Items from a dataset
++++++++

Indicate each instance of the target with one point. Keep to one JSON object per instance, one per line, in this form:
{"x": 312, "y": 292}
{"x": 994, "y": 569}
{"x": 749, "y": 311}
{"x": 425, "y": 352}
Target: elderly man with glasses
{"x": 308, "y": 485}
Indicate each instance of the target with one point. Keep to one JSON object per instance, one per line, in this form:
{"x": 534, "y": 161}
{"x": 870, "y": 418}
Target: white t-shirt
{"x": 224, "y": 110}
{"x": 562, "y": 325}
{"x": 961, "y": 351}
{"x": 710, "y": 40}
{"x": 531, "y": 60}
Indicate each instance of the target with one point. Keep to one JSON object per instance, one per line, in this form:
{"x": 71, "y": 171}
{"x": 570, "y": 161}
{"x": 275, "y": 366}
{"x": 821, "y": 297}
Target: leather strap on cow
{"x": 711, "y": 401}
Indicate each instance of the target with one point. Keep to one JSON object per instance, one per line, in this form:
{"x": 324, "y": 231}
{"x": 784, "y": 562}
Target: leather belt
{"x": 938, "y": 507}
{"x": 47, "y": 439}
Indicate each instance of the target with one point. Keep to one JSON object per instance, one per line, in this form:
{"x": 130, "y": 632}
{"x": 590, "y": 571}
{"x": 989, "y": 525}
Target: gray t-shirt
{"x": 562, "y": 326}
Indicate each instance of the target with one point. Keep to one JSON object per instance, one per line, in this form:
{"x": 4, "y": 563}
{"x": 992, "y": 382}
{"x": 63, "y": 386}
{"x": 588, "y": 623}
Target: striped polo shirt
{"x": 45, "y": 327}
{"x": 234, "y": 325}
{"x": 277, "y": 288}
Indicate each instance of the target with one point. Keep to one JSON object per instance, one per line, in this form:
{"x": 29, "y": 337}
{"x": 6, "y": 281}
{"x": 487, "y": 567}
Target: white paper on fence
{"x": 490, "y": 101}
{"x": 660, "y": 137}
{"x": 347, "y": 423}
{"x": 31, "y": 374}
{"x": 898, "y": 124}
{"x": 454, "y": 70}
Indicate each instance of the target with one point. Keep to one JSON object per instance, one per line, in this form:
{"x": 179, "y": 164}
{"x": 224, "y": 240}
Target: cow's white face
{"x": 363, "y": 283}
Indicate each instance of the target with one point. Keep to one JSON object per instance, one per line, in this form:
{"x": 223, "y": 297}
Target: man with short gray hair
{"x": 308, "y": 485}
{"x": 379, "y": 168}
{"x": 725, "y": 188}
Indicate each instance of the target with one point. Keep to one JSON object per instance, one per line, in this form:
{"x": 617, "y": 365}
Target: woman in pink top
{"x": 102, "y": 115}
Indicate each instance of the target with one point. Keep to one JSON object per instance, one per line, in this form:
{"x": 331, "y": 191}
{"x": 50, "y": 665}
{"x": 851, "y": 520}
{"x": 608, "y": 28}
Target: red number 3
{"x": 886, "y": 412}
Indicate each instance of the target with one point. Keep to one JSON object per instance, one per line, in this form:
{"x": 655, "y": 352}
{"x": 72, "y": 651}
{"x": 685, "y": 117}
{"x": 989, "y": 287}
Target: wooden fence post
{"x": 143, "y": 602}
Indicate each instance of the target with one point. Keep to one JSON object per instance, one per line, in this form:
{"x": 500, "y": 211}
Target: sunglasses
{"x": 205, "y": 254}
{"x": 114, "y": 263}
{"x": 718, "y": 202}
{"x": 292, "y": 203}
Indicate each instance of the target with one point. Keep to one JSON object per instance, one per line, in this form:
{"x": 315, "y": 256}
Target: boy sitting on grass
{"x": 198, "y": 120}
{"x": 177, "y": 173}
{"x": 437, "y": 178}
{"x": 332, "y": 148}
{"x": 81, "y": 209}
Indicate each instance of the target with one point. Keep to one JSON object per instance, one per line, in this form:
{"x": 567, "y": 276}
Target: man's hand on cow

++++++++

• [Problem]
Output every line above without altering anything.

• [Finished exercise]
Indicate each instance of the target with one point. Keep to one JSON object per instance, one per line, in this form:
{"x": 312, "y": 292}
{"x": 994, "y": 569}
{"x": 749, "y": 311}
{"x": 425, "y": 352}
Target: elderly man with glasses
{"x": 308, "y": 485}
Indicate each instance of the target with one point. Keep to one JSON object per instance, one per line, in this form:
{"x": 534, "y": 161}
{"x": 870, "y": 418}
Target: white t-shirt
{"x": 224, "y": 110}
{"x": 562, "y": 325}
{"x": 961, "y": 351}
{"x": 710, "y": 40}
{"x": 531, "y": 60}
Indicate each instance of the target with one point. Keep to one JSON object per instance, one per line, in this form:
{"x": 71, "y": 171}
{"x": 570, "y": 161}
{"x": 275, "y": 366}
{"x": 821, "y": 297}
Target: leather strap on cow
{"x": 711, "y": 401}
Indicate each instance of the target with one point. Keep to one JSON object per instance, one per line, in this form:
{"x": 324, "y": 231}
{"x": 784, "y": 562}
Target: leather belt
{"x": 938, "y": 507}
{"x": 47, "y": 439}
Indicate each instance of the target with one point. Keep to one JSON object per instance, one per line, in this form:
{"x": 130, "y": 632}
{"x": 590, "y": 571}
{"x": 989, "y": 525}
Target: gray t-shirt
{"x": 562, "y": 326}
Indicate each instance of the target with one point. Keep to one JSON object per instance, one per line, in this form:
{"x": 4, "y": 563}
{"x": 992, "y": 382}
{"x": 63, "y": 386}
{"x": 588, "y": 623}
Target: striped polo shirt
{"x": 45, "y": 327}
{"x": 234, "y": 325}
{"x": 277, "y": 288}
Indicate each instance of the target with one point. Keep to one JSON object per instance, one per line, in this form:
{"x": 29, "y": 337}
{"x": 6, "y": 281}
{"x": 487, "y": 567}
Target: white paper on fence
{"x": 490, "y": 101}
{"x": 660, "y": 137}
{"x": 347, "y": 423}
{"x": 31, "y": 374}
{"x": 898, "y": 124}
{"x": 454, "y": 70}
Indicate each instance of the target with one point. Keep to one JSON object per instance, one per line, in this form:
{"x": 179, "y": 164}
{"x": 224, "y": 240}
Target: cow's white face
{"x": 363, "y": 283}
Indicate each instance of the target with one point. Keep to one JSON object per instance, one per line, in this form:
{"x": 223, "y": 297}
Target: man with short gray hair
{"x": 308, "y": 485}
{"x": 379, "y": 168}
{"x": 725, "y": 188}
Indicate each instance of the target with one point. Keep to one JSON object per instance, one per line, in this form:
{"x": 617, "y": 365}
Target: woman in pink top
{"x": 102, "y": 115}
Indicate each instance of the target with one point. Keep to one JSON object per instance, one per line, in this form:
{"x": 331, "y": 191}
{"x": 50, "y": 665}
{"x": 851, "y": 520}
{"x": 608, "y": 28}
Target: red number 3
{"x": 886, "y": 412}
Indicate each instance of the target with one point. Keep to one JSON object per instance, one per line, in this form:
{"x": 655, "y": 352}
{"x": 72, "y": 651}
{"x": 685, "y": 117}
{"x": 989, "y": 287}
Target: wooden fence post
{"x": 143, "y": 602}
Indicate each instance of the target with one point. Keep to one JSON object per instance, one per line, in this form:
{"x": 500, "y": 211}
Target: sunglasses
{"x": 205, "y": 254}
{"x": 114, "y": 263}
{"x": 718, "y": 202}
{"x": 292, "y": 203}
Indicate each instance of the target with one point. Keep to one JSON object per instance, one per line, in this form:
{"x": 315, "y": 256}
Target: boy sitting on grass
{"x": 198, "y": 120}
{"x": 177, "y": 173}
{"x": 437, "y": 178}
{"x": 332, "y": 148}
{"x": 81, "y": 209}
Indicate each instance of the target with one point. Keep to one JSON object per instance, one per line, in this form:
{"x": 567, "y": 276}
Target: man's hand on cow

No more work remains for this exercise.